Collected data entries ->
══════════════════════════════

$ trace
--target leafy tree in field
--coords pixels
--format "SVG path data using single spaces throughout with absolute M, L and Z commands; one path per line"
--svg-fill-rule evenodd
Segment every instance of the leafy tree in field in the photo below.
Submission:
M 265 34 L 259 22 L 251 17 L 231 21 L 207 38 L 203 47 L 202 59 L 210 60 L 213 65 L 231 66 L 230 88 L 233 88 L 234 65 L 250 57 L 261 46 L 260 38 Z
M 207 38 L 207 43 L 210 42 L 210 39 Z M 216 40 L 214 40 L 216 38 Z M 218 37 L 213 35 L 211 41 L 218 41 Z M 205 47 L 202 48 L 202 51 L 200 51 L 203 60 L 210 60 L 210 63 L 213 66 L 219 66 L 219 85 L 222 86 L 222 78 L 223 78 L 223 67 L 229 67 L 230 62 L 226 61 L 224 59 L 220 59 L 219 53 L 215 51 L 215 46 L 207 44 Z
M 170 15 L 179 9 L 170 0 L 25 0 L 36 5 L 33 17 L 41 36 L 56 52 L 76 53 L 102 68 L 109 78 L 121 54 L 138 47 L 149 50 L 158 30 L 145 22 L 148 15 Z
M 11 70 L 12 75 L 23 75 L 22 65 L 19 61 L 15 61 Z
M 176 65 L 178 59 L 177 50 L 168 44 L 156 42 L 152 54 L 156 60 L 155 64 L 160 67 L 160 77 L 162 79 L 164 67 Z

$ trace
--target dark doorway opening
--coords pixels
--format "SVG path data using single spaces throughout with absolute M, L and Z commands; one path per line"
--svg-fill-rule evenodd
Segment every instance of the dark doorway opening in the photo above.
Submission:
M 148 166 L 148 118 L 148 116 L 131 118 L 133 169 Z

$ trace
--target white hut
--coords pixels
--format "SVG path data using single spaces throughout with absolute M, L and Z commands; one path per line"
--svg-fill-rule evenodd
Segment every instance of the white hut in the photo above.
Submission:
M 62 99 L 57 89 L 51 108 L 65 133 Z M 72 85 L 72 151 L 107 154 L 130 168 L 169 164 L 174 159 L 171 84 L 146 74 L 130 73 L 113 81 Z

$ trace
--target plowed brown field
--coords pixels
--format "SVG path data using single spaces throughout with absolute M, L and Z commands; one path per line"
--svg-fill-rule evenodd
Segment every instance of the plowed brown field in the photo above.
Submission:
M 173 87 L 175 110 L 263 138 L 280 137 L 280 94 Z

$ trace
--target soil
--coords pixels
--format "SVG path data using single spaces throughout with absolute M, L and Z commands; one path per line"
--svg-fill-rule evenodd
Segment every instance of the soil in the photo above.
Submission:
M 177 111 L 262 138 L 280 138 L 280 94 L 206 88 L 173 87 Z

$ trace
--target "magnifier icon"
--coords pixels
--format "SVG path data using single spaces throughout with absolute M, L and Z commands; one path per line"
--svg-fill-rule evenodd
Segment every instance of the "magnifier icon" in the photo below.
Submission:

══════════════════════════════

Out of the records, collect only those lines that contain the string "every".

Segment every instance of the leafy tree in field in the photo below.
Segment every instance of the dark doorway opening in the photo above.
Segment every instance of the white hut in the photo above.
Segment every instance of the plowed brown field in the photo above.
Segment every instance of the soil in the photo above.
Segment every instance of the "magnifier icon" in the photo below.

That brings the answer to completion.